**Work item**
From the records below, find each line with the string "pedestal" and copy it.

**Data provided**
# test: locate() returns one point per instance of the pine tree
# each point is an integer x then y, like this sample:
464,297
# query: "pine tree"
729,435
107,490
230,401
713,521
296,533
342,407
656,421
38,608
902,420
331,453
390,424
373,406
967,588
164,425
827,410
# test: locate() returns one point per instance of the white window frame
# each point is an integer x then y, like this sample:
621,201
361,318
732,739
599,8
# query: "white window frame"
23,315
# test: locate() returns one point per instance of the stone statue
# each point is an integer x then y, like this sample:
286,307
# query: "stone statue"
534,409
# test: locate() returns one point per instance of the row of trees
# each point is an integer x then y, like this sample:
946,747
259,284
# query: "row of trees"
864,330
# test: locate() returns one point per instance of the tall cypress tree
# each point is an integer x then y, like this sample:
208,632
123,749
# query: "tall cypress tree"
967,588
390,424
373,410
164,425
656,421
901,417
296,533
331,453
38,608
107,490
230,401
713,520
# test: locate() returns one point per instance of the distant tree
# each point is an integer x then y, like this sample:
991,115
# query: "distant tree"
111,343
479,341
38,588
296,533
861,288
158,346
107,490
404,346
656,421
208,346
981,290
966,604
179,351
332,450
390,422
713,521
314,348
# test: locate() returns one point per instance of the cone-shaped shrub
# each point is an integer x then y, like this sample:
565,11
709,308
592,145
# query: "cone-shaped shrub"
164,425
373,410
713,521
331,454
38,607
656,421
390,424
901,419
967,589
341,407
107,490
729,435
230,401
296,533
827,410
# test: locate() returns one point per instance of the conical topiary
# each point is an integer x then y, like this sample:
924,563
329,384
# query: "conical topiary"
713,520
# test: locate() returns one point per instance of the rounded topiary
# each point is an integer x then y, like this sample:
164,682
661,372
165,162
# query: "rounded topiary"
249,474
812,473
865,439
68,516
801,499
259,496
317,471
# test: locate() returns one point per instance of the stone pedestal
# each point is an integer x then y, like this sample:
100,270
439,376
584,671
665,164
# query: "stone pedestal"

* * *

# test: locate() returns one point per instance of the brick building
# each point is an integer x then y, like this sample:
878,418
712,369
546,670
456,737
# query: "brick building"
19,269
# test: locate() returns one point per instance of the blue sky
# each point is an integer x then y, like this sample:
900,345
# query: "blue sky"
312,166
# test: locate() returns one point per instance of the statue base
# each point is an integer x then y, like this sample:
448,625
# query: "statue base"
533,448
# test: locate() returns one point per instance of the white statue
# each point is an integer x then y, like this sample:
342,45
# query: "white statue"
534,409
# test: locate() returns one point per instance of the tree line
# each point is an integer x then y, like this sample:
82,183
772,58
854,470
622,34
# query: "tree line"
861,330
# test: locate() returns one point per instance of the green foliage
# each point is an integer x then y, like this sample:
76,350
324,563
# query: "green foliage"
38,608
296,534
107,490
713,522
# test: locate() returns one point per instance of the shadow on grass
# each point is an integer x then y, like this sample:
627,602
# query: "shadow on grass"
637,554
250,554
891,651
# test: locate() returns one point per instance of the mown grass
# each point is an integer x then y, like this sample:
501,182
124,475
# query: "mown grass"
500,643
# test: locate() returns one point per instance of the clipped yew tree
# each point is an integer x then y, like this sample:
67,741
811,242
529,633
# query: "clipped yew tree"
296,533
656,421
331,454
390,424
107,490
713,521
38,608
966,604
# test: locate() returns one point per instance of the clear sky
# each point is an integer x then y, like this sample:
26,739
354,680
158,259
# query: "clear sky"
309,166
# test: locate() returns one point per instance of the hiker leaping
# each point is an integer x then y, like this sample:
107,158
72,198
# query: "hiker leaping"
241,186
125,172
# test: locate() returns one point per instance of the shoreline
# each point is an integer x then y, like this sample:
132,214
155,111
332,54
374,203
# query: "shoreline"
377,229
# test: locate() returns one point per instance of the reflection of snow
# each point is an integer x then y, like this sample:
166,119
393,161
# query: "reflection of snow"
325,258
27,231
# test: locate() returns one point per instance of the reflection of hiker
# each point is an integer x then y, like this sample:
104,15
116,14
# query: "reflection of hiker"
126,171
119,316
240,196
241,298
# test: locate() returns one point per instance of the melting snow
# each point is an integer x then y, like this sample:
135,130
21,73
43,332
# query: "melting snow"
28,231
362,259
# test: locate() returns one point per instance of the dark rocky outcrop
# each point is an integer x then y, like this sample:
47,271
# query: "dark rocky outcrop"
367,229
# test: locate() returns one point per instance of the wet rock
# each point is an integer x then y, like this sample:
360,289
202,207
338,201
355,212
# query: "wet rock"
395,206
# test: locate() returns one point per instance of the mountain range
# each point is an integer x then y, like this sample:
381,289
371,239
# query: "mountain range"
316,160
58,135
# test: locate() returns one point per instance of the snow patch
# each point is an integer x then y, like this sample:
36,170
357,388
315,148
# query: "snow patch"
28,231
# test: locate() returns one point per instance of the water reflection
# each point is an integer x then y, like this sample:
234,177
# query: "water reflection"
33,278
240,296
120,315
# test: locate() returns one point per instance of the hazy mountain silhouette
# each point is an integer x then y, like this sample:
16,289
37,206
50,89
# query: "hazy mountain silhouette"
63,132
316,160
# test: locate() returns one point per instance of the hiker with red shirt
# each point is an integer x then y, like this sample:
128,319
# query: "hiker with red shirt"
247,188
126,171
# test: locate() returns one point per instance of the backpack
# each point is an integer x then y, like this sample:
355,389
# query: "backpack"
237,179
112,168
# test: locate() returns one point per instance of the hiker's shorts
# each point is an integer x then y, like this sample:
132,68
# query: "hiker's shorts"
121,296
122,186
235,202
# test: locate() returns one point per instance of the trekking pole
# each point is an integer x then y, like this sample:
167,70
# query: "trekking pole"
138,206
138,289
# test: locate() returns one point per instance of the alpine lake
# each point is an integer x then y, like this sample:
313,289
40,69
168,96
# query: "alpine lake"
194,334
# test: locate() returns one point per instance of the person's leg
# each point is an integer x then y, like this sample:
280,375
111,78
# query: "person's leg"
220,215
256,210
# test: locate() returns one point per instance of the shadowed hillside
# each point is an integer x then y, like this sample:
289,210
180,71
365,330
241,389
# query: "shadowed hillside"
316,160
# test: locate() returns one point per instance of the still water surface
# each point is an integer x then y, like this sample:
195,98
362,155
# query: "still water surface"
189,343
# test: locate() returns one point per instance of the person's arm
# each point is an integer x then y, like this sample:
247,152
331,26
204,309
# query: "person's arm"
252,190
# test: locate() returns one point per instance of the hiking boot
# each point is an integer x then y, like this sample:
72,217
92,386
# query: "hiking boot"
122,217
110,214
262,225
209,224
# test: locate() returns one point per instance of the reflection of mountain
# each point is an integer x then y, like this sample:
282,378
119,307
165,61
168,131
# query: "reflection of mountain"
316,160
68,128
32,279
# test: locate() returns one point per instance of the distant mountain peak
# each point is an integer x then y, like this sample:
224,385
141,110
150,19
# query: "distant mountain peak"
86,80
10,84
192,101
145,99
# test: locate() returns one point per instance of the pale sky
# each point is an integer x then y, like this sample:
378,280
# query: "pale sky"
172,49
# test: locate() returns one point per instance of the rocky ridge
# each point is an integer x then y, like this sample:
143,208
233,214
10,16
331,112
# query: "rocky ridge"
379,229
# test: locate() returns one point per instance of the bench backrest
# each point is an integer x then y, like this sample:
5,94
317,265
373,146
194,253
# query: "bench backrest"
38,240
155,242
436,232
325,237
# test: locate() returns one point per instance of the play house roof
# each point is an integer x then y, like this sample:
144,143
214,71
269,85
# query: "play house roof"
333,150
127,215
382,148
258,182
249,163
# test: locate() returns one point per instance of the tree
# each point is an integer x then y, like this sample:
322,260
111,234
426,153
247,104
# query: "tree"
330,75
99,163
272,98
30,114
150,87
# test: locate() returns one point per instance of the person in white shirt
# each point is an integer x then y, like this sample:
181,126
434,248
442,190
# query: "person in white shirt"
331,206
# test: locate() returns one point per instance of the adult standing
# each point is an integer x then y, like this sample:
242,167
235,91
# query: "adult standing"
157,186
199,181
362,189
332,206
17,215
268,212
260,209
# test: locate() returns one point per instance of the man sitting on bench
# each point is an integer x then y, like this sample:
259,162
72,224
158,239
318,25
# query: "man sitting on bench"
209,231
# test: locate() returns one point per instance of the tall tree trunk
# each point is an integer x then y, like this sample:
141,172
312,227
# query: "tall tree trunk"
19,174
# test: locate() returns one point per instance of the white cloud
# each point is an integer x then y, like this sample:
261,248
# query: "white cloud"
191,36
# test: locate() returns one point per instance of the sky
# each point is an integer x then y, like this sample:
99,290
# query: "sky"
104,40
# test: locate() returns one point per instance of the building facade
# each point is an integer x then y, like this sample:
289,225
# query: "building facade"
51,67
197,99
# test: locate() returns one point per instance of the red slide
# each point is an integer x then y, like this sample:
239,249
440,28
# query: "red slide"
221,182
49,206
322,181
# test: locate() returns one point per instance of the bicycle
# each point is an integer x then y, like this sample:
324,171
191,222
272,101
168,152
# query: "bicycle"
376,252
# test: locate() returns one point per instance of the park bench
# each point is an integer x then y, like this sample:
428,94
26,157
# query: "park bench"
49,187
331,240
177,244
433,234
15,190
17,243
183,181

**Answer to this problem**
# test: locate() returns one point per instance of the stone pedestal
# query: "stone pedestal"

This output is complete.